TASK BRIEF: Locate every line in the rows below that contains the string "focus", matching case exactly, and copy each such line in full.

DATA FOR THIS TASK:
============================================================
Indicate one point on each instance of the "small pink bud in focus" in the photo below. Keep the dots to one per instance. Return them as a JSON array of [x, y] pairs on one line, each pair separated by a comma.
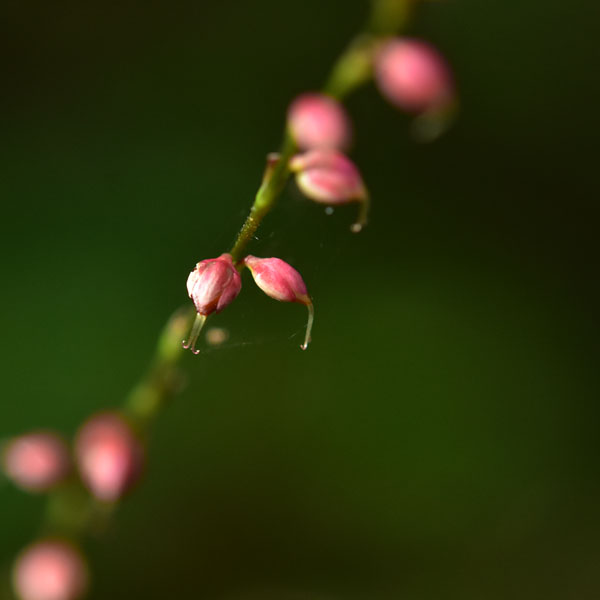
============================================================
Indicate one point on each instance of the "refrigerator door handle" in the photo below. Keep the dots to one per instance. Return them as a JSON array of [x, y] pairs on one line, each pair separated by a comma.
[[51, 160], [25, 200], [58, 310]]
============================================================
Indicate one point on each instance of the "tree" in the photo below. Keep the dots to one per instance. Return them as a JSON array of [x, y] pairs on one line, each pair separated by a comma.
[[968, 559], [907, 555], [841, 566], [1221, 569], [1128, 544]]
============================================================
COMPLETED EXERCISE:
Indicate one point on each instance of the "small pink bud in focus" in the photo below. Keep the dots to one per instance. Return them as a JSON array of [x, y] pairs on one line, each pair separated by a comma.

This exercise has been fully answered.